• EXTRACT PROVIDED
___
The Corner Pharmacist
flaxseed

A small pilot study conducted by researchers at the esteemed Mayo Clinic shows that postmenopausal women who used dietary flaxseed daily reported a 50% reduction in hot flashes over the course of six weeks. The women were not taking estrogen.

Published in the Journal of the Society for Integrative Oncology, the study enrolled 29 postmenopausal women, median age 55, in the study. To join the study, women had to have at least 14 hot flashes a week for at least one month. Over the course of the study, the women sprinkled 40 grams of crushed flaxseed daily into yogurt or cereal or mixed it with orange juice or water.

Twenty-one of the women completed the study. Of those 21, the frequency of hot flashes declined 50% and the hot flash score—a combined measure of a flash’s severity and frequency—was found to have decreased about 57%.

“Flaxseed worked very well,” said Dr. Sandhya Pruthi, director of the Mayo Breast Clinic at the Mayo Clinic in Rochester, MN. “The women who used it said it really helped them. By the second or third week, most women noticed improvement.”

Hormone replacement therapy, particularly estrogen, had been a longtime favorite weapon against hot flashes. However, long-term hormone replacement therapy has fallen out of favor since a large study known as the Women’s Health Initiative found an increased risk of heart disease, breast cancer and other problems.
___
• PROVIDED MATERIAL
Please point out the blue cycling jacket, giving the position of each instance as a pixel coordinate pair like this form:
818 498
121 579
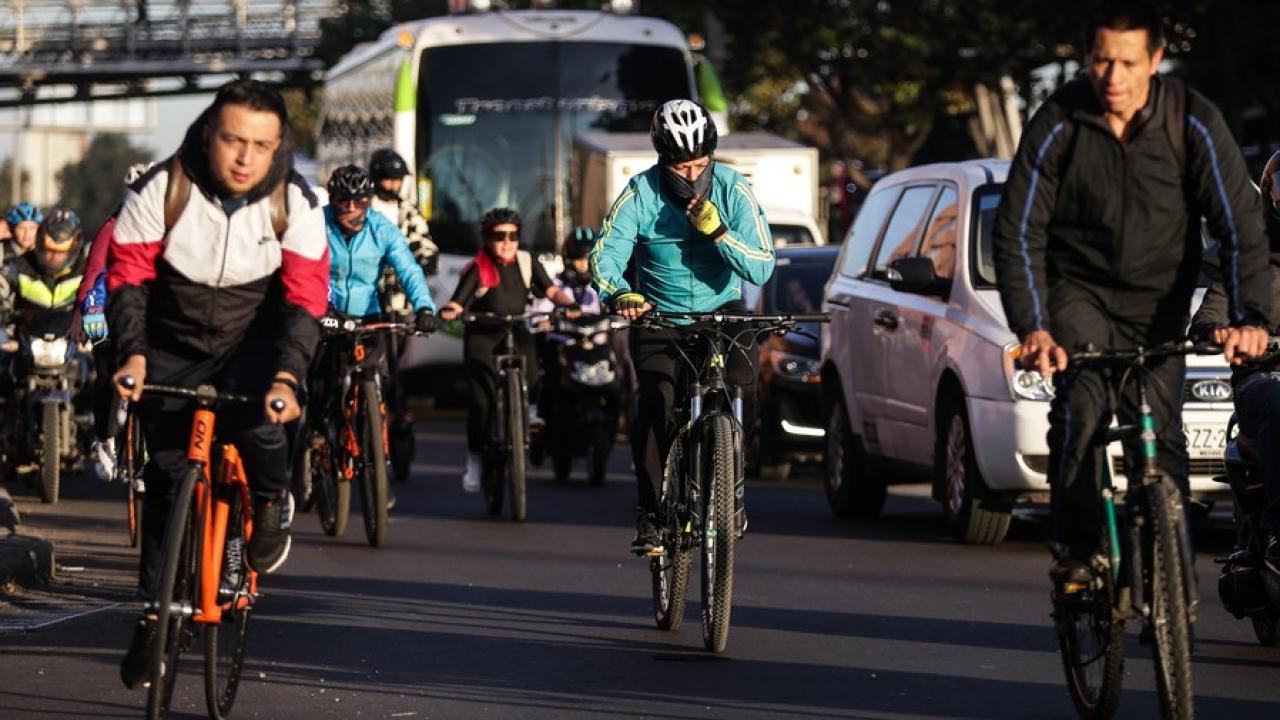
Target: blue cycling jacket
___
• PROBLEMS TO SOLVE
**A.** In the flaxseed article, how many grams of crushed flaxseed did the women take each day?
**B.** Decide whether each statement agrees with the flaxseed article, answering yes or no and quoting the deciding words: (i) The study enrolled 29 postmenopausal women. (ii) The women in the study were taking estrogen. (iii) Twenty-five of the women completed the study.
**C.** Rewrite the flaxseed article from the words "The Corner Pharmacist" through the words "juice or water.", substituting "oatmeal" for "yogurt". Begin at the words that have "The Corner Pharmacist" and stop after "juice or water.".

• EXERCISE RESPONSES
**A.** 40 grams

**B.**
(i) Yes: "the study enrolled 29 postmenopausal women"
(ii) No: "The women were not taking estrogen."
(iii) No: "Twenty-one of the women completed the study."

**C.**
The Corner Pharmacist
flaxseed

A small pilot study conducted by researchers at the esteemed Mayo Clinic shows that postmenopausal women who used dietary flaxseed daily reported a 50% reduction in hot flashes over the course of six weeks. The women were not taking estrogen.

Published in the Journal of the Society for Integrative Oncology, the study enrolled 29 postmenopausal women, median age 55, in the study. To join the study, women had to have at least 14 hot flashes a week for at least one month. Over the course of the study, the women sprinkled 40 grams of crushed flaxseed daily into oatmeal or cereal or mixed it with orange juice or water.